SKR: But by the end of the phone conversation, I knew better. It really only took a few minutes for me to think, no, it’s right, and to be really grateful for the suggestion, especially since it immediately positioned the primacy of family at the forefront of the book, and that’s what it’s all about. I love the title now.

LL: I took a workshop with Luis Alberto Urrea, and he said that your title is your first sentence to the reader—it tells them like how to think about what follows. I am so terrible at titles—my titles are like Chapter One or something.

SKR: Mine are either very benign or just really out there. It seems like there’s no middle ground for me—it’s one extreme or the other.

LL: But in your case, the title did sort of prep me for how to think your book. I went into it thinking about family and even the word kin—I’m sorry for the stereotype, but it put me in a mindset of a more rural family.

WHAT IS BEING ASKED
Could you give the part of the interview that opens with "SKR: But by" and closes with "or the other." again, swapping "workshop" for "seminar"?

DATA EXTRACT

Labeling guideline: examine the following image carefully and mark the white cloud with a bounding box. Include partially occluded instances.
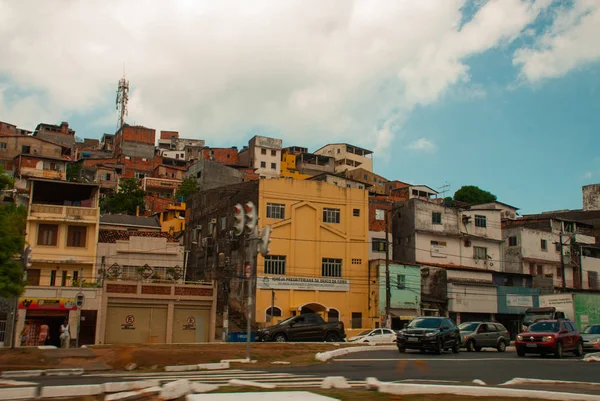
[0,0,548,152]
[407,138,437,152]
[513,0,600,82]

RESULT OF THE TASK
SKR: But by the end of the phone conversation, I knew better. It really only took a few minutes for me to think, no, it’s right, and to be really grateful for the suggestion, especially since it immediately positioned the primacy of family at the forefront of the book, and that’s what it’s all about. I love the title now.

LL: I took a seminar with Luis Alberto Urrea, and he said that your title is your first sentence to the reader—it tells them like how to think about what follows. I am so terrible at titles—my titles are like Chapter One or something.

SKR: Mine are either very benign or just really out there. It seems like there’s no middle ground for me—it’s one extreme or the other.